* [PROBLEM DETAILS]:
What you return should be the line containing "Please inspect the picture provided and identify white" and each line after it to the end of the records, copied exactly.

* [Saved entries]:
○ ○ ○

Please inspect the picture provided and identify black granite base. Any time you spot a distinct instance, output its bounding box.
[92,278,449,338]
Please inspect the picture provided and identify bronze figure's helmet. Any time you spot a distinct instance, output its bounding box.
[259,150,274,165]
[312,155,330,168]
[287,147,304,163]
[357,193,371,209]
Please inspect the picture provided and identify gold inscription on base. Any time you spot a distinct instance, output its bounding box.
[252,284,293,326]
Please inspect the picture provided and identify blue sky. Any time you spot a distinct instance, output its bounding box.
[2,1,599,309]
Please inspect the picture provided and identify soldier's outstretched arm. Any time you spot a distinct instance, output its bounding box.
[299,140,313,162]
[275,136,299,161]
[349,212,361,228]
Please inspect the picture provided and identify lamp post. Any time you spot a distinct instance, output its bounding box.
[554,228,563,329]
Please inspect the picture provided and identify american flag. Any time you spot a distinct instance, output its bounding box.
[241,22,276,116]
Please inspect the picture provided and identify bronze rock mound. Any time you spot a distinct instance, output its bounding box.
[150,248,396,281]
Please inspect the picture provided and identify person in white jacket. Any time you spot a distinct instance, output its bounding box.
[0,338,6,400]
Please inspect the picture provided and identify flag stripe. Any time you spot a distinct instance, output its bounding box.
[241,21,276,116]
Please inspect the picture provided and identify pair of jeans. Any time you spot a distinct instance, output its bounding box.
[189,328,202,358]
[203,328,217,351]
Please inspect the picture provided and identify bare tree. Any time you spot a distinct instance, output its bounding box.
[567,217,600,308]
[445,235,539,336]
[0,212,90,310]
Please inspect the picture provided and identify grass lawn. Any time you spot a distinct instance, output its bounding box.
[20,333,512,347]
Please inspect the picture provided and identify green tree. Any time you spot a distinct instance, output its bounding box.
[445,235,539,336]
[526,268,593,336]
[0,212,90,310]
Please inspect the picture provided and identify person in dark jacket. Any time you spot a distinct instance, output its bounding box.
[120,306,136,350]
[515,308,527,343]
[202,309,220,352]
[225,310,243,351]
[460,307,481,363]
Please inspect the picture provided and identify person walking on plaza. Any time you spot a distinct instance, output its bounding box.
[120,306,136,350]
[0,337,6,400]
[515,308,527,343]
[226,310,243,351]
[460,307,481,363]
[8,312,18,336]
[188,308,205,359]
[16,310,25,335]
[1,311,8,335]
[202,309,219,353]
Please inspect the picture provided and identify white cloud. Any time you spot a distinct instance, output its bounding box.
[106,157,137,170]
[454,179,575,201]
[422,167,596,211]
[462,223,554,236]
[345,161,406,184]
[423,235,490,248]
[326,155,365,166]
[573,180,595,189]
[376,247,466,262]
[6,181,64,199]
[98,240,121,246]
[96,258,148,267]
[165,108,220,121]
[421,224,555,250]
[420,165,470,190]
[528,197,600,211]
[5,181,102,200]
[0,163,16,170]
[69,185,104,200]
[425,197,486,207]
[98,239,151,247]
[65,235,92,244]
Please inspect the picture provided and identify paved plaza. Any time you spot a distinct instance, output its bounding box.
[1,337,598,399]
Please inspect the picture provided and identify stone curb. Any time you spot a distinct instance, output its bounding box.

○ ○ ○

* [ANSWER SECTION]:
Please inspect the picture provided and identify white cloud. Any time you spot a distinct instance, output its bounding box.
[106,157,137,170]
[454,179,575,201]
[422,167,596,211]
[462,223,554,236]
[345,161,406,184]
[423,235,490,248]
[326,155,365,166]
[573,180,595,189]
[376,247,466,262]
[6,181,64,199]
[98,240,121,246]
[96,258,148,267]
[165,108,220,121]
[421,224,555,250]
[420,165,470,190]
[528,197,600,211]
[5,181,102,200]
[0,163,16,170]
[69,185,104,200]
[425,197,486,207]
[98,239,151,247]
[65,235,92,244]
Please inspect the picture provided and identify paved plaza. Any time you spot a distinct instance, output its bounding box.
[1,337,598,399]
Please inspect the picture provided and identify stone curb. Any time you spot a distinct instance, output its bounding box.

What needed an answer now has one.